• [Exercise goal]
Please edit the rows so that "training top" reads "athletic shirt" wherever it occurs. Keep every other part unchanged.

[Data listing]
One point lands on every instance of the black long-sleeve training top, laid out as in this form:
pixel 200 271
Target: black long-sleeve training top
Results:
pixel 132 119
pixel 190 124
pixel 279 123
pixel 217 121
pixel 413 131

• [Task output]
One point lands on every instance of the black long-sleeve athletic shirt, laid out as in this form:
pixel 200 271
Target: black long-sleeve athletic shirt
Results:
pixel 132 119
pixel 190 124
pixel 279 123
pixel 217 121
pixel 413 131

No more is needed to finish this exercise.